— STATED GOAL —
Transcribe the entries below without any change, from the line that contains "Annotation task: tag one point per instance of the wooden roof" through the end of the entries, including both of those lines.

— PROVIDED MATERIAL —
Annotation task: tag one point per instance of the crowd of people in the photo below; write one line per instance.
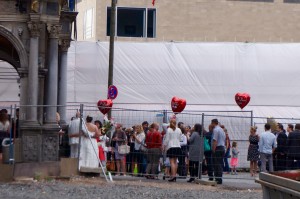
(176, 149)
(144, 151)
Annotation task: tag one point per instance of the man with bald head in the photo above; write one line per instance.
(73, 132)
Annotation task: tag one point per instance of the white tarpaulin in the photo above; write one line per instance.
(207, 74)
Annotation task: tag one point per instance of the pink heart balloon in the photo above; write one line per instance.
(242, 99)
(104, 105)
(178, 104)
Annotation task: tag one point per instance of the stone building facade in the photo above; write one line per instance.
(196, 20)
(34, 39)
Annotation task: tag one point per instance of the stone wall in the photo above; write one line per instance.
(211, 20)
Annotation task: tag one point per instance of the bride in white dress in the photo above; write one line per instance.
(89, 152)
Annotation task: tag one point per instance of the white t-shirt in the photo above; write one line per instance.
(172, 138)
(74, 129)
(4, 127)
(141, 137)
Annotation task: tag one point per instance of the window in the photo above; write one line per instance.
(133, 22)
(88, 24)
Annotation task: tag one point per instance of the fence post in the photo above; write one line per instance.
(80, 129)
(165, 117)
(10, 160)
(201, 149)
(252, 118)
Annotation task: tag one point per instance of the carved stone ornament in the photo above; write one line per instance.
(64, 44)
(34, 28)
(54, 30)
(50, 148)
(30, 148)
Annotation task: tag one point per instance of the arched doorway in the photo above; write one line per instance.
(9, 84)
(13, 54)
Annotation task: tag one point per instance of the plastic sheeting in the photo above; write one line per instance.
(9, 87)
(205, 74)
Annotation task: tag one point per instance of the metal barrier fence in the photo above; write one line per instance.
(238, 125)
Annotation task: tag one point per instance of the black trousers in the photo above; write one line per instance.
(194, 167)
(293, 163)
(209, 163)
(218, 156)
(281, 162)
(182, 170)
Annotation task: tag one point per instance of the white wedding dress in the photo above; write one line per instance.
(88, 154)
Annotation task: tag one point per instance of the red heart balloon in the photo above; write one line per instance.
(104, 105)
(178, 104)
(242, 99)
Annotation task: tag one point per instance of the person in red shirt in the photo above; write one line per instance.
(153, 143)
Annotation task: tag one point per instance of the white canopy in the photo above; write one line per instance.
(205, 74)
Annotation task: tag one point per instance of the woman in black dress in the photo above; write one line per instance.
(253, 153)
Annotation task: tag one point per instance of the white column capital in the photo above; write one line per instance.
(54, 30)
(34, 28)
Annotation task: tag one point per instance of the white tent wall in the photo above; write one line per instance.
(9, 86)
(207, 75)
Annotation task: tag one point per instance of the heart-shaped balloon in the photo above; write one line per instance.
(178, 104)
(242, 99)
(104, 105)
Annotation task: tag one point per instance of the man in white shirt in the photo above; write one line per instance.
(267, 145)
(73, 132)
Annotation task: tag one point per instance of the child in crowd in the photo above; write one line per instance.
(234, 158)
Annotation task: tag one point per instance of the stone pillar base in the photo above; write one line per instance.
(40, 143)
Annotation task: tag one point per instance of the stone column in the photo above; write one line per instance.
(34, 28)
(52, 77)
(62, 80)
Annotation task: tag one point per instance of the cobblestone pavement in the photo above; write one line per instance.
(127, 187)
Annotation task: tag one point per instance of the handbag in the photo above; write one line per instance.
(123, 149)
(143, 148)
(110, 165)
(206, 145)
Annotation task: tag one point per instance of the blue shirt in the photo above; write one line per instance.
(219, 136)
(267, 142)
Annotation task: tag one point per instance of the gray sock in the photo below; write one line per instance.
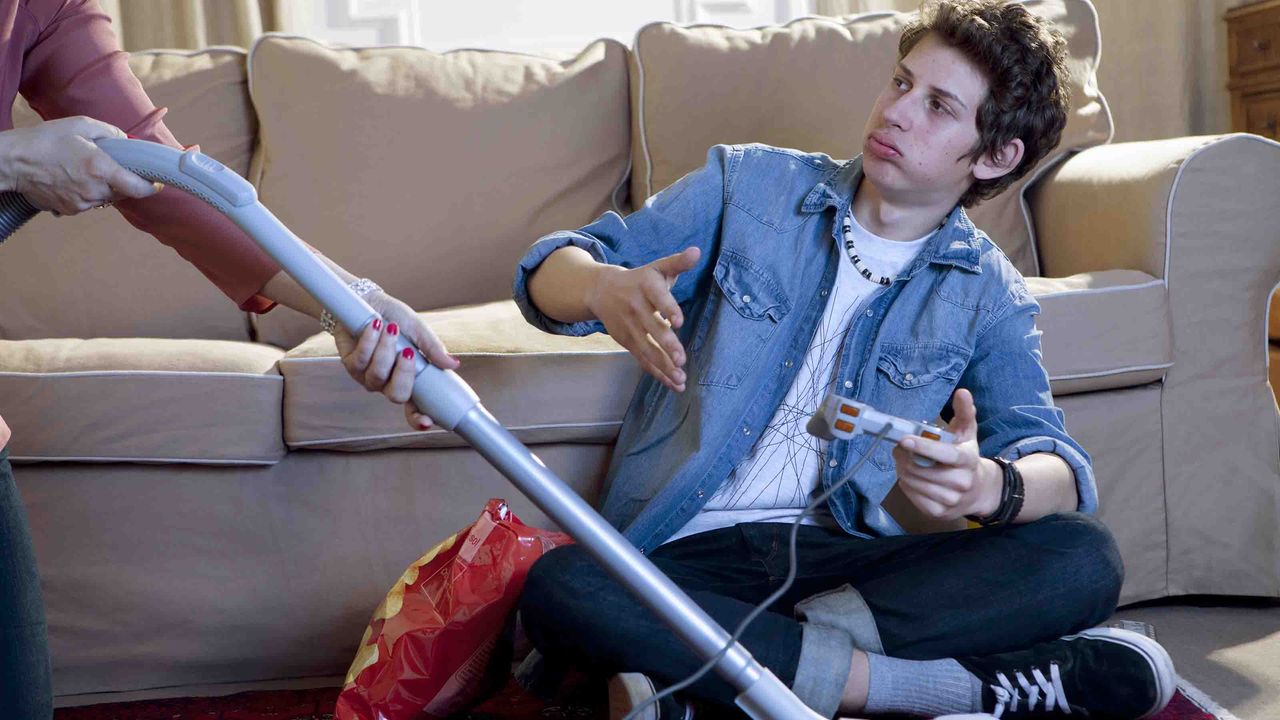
(920, 687)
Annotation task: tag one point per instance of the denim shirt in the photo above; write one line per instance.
(766, 222)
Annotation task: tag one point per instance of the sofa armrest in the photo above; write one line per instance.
(1201, 214)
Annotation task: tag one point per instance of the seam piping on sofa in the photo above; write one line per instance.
(1116, 372)
(149, 460)
(513, 354)
(1098, 290)
(127, 373)
(440, 433)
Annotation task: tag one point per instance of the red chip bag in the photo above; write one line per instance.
(439, 642)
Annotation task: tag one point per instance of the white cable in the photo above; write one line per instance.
(772, 598)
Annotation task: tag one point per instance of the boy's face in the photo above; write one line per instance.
(923, 124)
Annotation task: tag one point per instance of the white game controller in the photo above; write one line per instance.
(844, 418)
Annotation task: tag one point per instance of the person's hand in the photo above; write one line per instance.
(640, 313)
(961, 482)
(56, 167)
(375, 363)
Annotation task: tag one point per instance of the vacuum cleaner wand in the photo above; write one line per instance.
(453, 405)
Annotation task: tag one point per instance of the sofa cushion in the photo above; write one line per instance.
(542, 387)
(1104, 329)
(208, 402)
(110, 279)
(487, 153)
(810, 85)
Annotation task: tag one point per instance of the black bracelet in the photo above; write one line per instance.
(1015, 496)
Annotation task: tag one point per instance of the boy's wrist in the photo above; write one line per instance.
(8, 162)
(991, 481)
(594, 286)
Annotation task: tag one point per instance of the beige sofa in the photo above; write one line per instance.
(214, 501)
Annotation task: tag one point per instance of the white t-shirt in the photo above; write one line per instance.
(781, 474)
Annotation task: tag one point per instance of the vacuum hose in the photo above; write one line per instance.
(14, 213)
(455, 406)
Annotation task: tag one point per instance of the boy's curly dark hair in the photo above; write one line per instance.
(1024, 60)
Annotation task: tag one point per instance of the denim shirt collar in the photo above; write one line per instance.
(955, 245)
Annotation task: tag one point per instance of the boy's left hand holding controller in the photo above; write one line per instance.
(961, 482)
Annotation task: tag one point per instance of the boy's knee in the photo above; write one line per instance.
(1089, 559)
(554, 582)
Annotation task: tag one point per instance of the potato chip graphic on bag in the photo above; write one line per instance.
(440, 642)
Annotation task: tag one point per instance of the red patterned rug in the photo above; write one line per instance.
(1188, 703)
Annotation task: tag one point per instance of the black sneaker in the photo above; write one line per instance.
(1102, 673)
(629, 689)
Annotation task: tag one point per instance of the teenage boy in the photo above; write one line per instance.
(787, 276)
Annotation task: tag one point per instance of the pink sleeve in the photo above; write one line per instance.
(76, 67)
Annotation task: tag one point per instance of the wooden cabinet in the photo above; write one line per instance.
(1253, 58)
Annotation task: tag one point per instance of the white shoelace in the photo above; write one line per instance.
(1009, 697)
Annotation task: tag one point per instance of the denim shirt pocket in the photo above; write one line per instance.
(915, 381)
(739, 322)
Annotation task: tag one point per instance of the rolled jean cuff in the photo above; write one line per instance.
(845, 609)
(819, 683)
(833, 623)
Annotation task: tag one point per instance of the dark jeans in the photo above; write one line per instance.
(946, 595)
(26, 691)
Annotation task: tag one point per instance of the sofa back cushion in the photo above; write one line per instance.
(812, 85)
(432, 173)
(95, 274)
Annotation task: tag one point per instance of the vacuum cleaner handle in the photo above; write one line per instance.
(439, 393)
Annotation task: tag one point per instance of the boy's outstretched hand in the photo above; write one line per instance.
(640, 313)
(961, 482)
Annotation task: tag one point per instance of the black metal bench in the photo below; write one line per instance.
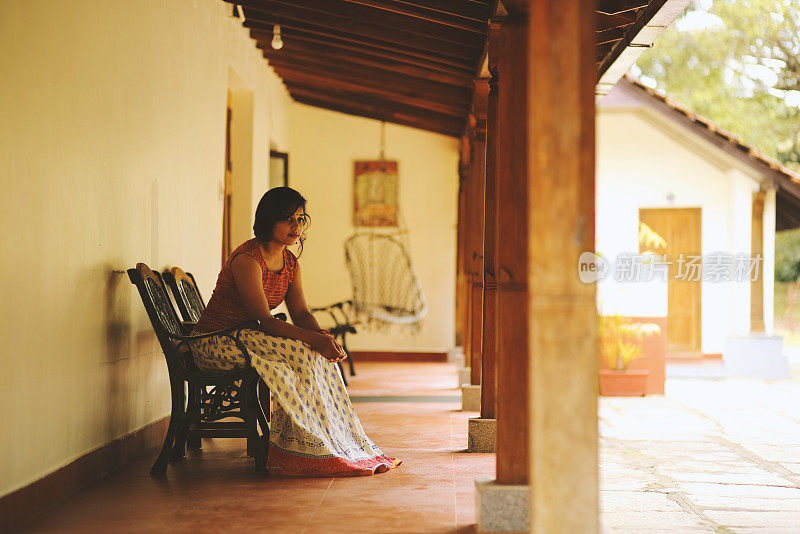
(230, 394)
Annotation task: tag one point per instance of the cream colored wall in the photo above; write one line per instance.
(324, 146)
(641, 159)
(112, 123)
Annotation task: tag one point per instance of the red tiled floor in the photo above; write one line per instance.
(216, 489)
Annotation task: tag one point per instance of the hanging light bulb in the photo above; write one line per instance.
(277, 42)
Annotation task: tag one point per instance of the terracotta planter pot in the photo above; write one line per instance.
(630, 383)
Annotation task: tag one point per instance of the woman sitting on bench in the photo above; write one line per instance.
(314, 430)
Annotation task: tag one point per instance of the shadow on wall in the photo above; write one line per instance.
(119, 397)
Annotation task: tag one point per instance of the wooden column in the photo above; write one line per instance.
(563, 317)
(463, 282)
(459, 318)
(478, 177)
(757, 254)
(489, 339)
(512, 250)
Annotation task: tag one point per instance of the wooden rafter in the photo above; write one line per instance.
(295, 50)
(356, 108)
(425, 13)
(344, 15)
(343, 28)
(345, 97)
(399, 94)
(414, 61)
(263, 40)
(378, 78)
(612, 7)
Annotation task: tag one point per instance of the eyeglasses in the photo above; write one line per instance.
(302, 220)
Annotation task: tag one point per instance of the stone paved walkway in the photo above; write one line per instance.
(712, 455)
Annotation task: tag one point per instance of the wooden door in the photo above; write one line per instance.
(227, 189)
(680, 230)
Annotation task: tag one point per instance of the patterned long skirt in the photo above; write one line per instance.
(314, 430)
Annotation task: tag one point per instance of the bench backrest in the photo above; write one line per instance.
(157, 304)
(187, 295)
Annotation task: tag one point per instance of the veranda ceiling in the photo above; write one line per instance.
(413, 62)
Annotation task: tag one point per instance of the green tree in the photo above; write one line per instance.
(736, 62)
(787, 256)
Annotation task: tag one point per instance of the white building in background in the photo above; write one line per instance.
(704, 193)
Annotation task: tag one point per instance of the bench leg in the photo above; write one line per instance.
(193, 441)
(341, 372)
(179, 406)
(349, 356)
(175, 420)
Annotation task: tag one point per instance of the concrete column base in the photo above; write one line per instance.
(755, 356)
(481, 435)
(464, 376)
(456, 356)
(470, 398)
(502, 508)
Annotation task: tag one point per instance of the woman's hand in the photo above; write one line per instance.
(329, 348)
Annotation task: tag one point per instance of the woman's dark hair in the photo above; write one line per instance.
(277, 204)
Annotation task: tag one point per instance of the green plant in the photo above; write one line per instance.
(621, 340)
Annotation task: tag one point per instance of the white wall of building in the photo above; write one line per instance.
(324, 146)
(112, 138)
(646, 161)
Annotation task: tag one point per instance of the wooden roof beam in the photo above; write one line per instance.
(360, 15)
(440, 103)
(605, 21)
(612, 7)
(650, 22)
(263, 41)
(263, 31)
(362, 111)
(299, 50)
(348, 98)
(344, 28)
(382, 78)
(424, 13)
(469, 9)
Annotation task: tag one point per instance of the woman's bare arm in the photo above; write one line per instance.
(298, 308)
(247, 275)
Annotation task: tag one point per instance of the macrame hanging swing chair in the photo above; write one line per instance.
(386, 290)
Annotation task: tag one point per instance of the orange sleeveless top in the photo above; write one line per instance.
(225, 308)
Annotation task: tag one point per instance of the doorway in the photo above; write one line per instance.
(681, 244)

— ANSWER FOR THE TASK —
Annotation task: tag one point per instance of the wooden roof beam in the photo above; write one line per instance.
(360, 15)
(440, 103)
(605, 21)
(612, 7)
(650, 22)
(263, 41)
(263, 31)
(362, 111)
(299, 50)
(348, 98)
(344, 28)
(382, 78)
(424, 13)
(469, 9)
Annotation task: tag one point per instance of the woman's bare arm in the photo above; write one line per instance.
(298, 308)
(247, 275)
Annotation task: tag one point per instance of the macrame hanging swing chair in the photo above; write one line per instance.
(386, 290)
Annotation task: tag one point per instance of the orange sleeveless top in the photo above; write one line per instance.
(225, 308)
Annotation task: tag one point per instance of the doorway in the photo above; write one line per instance.
(681, 244)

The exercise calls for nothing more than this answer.